> [WORK INSTRUCTIONS]:
**a.** In the review of "How Much of These Hills Is Gold," what did the San Francisco Chronicle say about the novel?
**b.** Pick up the review of "How Much of These Hills Is Gold" after its last sentence and keep writing.

C Pam Zhang’s debut novel “How Much of These Hills Is Gold,” redefines the idea of the Western. Instead of gunslinging cowboys, two Chinese American orphans take center stage of this story; the white male protagonist of popular fiction that depicts the American West has finally been unseated. Zhang carves a new path with this tale that diverges from the much-traveled road of pioneer-oriented literature. The San Francisco Chronicle wrote that it is “likely to be the debut novel of the year.”
The book begins abruptly: ”Ba dies in the night.” Readers immediately crash land in the hardship-ridden reality of those who sought prospect out West during the California gold rushes of the mid nineteenth century. Protagonists Lucy and her androgynous younger sibling Sam are desperately trying to fend for themselves without parental guidance — both just shy of their teenage years. The second part of the book’s inaugural sentence may be more revealing, however– “prompting them to seek two silver dollars.” The rapid shift from the death of a parent to the search for sufficient funds is jarring, and yet, it sets the tone for the raw realness that this work contains.
“How Much of These Hills” is no rose-colored imagining of the historical era in question. The rough ways of the American West are familiar in the realm of popular culture, however. What makes this piece unique is the way that it explores the issue of race through a timeless framework.
Take, for example, the racist American myth of the “perpetual foreigner.” This is the idea, as defined by the Journal of Social and Clinical Psychology, that this “stereotype posits that members of ethnic minorities will always be seen as the ‘other’ in the white Anglo-Saxon dominant society of the United States.” Zhang explores this idea through writing about Lucy and Sam’s search for feelings of belonging. Zhang writes that “All those years and still Lucy can’t grasp the thing called home…What’s home mean?” Lucy and Sam were subject to Ba’s search for gold; “He aimed to find his fortune in one fell swoop, and all his life pushed the family like a storm wind at their backs. Always towards the newer. The wilder. The promise of sudden wealth and shine.” Not only is the myth of the perpetual foreigner still haunting many Americans today, but so is the quest for wealth and shine.

> [DATA SECTION]:
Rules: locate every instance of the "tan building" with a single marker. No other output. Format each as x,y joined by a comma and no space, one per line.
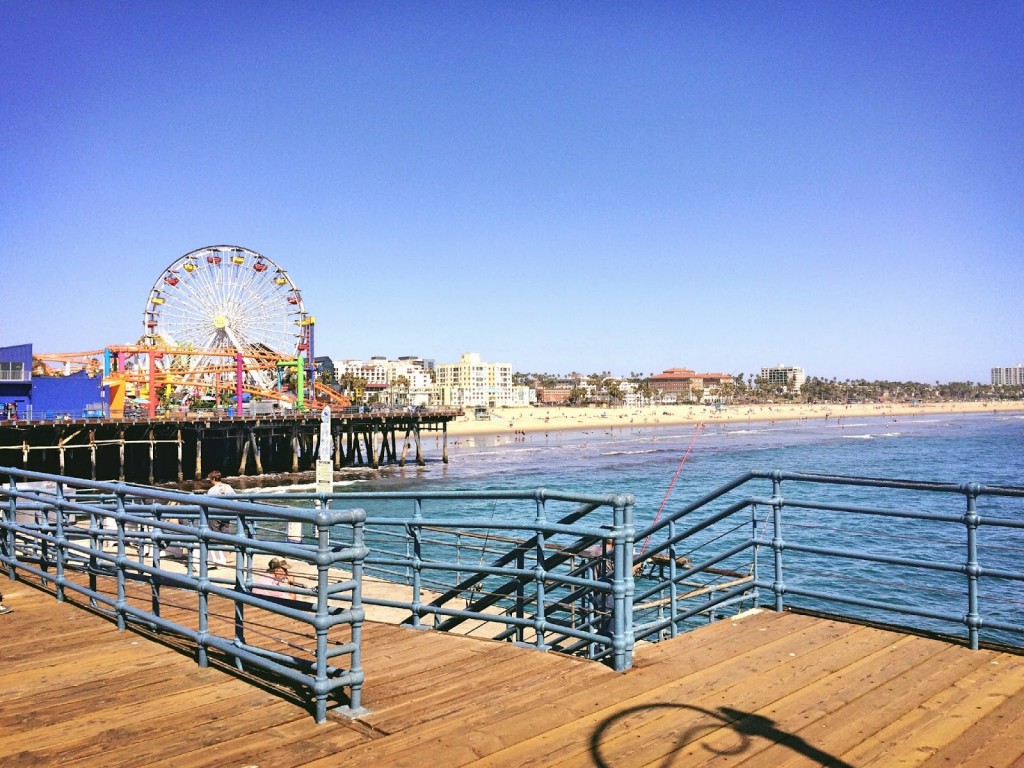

> [ANSWER SET]:
**a.** It called the book "likely to be the debut novel of the year."

**b.**
When most of us imagine the American West in the 1800s, white men almost definitely come to mind. Contrasted with this idea of the exclusively white journey West is a more diverse reality. Most relevant here are the 15,000 Chinese immigrants who worked on the Transcontinental Railroad in the 1860s —90% of the workforce that built the Central Pacific line. These immigrants, like so many in American history, were brutally discriminated against and almost completely written out of history. Zhang herself felt this erasure strongly, and “How Much of These Hills” is largely derivative of that whitewashed national mythology. In a recent New York Times profile, Zhang described herself as “a fan of Laura Ingalls Wilder and John Steinbeck,” before stating how she longed to create “a great American epic” in which her own identity was reflected. This goal is no small feat, but it is hard to argue that Zhang comes up short.
Written word in this country is in desperate need of diversity. With “How Much of These Hills Is Gold,” important steps are made in that direction. The Minneapolis Star Tribune perhaps said it best in describing the book as “a visionary addition to American literature.”